# Amazon SageMaker Processing Job 


기계 학습 (ML) 프로세스는 몇 단계로 구성됩니다. 먼저, 다양한 ETL 작업으로 데이터를 수집 한 다음 data의 pre-processing, 전통적인 기법 또는 사전 knowledge를 이용하여 데이터의 feature화, 마지막으로 알고리즘을 이용한 ML 모델을 학습합니다.

Apache Spark와 같은 분산 데이터 처리 프레임 워크는 학습을 위해 dataset의 pre-processing하는데 사용합니다. 이 노트북에서는 Amazon SageMaker Processing에서 기본 설치된 Apache Spark의 기능을 활용하여 처리 워크로드를 실행합니다.

![](img/prepare_dataset_bert.png)

![](img/processing.jpg)


# Setup Environment


* 모델 학습에 사용되는 S3 bucket과 prefix 가 필요합니다.
* 학습과 processing을 위해 IAM role은 dataset에 액세스가 가능해야 합니다.

In [1]:
import sagemaker
from time import gmtime, strftime
import boto3

sagemaker_session = sagemaker.Session()
* * *
## 과제 목록
1) SageMaker Processing 글을 읽고 다음 물음에 답하세요.
(a) 글에서 말하는 기계 학습 프로세스의 마지막 단계는 무엇인가?
(b) 이 노트북은 Amazon SageMaker Processing에 기본 설치된 무엇의 기능을 활용해 처리 워크로드를 실행하는가?
(c) 학습과 processing을 위해 IAM role은 무엇에 액세스할 수 있어야 하는가?
2) SageMaker Processing 글을 마지막 줄 다음부터 이어 써 주세요.
이어지는 자료는 SageMaker Processing 글과 별개의 것입니다.

라벨이 지정된 포인트 기록
* * *
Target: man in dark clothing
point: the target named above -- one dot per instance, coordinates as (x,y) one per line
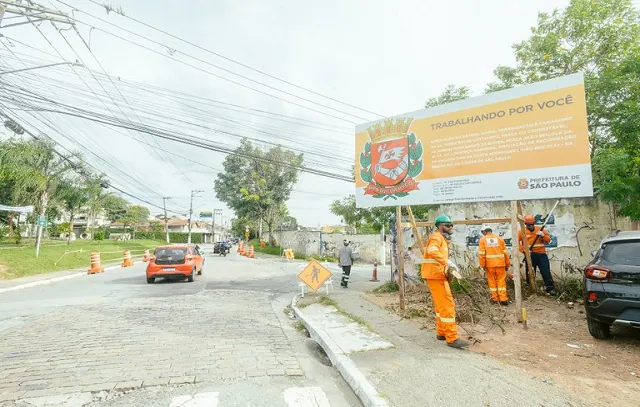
(346,261)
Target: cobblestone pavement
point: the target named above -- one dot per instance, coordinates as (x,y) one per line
(117,342)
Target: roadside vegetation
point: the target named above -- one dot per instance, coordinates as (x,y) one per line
* * *
## 문제 풀이
1)
(a) 알고리즘을 이용한 ML 모델 학습
(b) Apache Spark
(c) dataset

2)
role = sagemaker.get_execution_role()
bucket = sagemaker_session.default_bucket()
region = boto3.Session().region_name

# Setup Input Data

In [2]:
# Inputs
s3_input_data = 's3://{}/amazon-reviews-pds/tsv/'.format(bucket)
print(s3_input_data)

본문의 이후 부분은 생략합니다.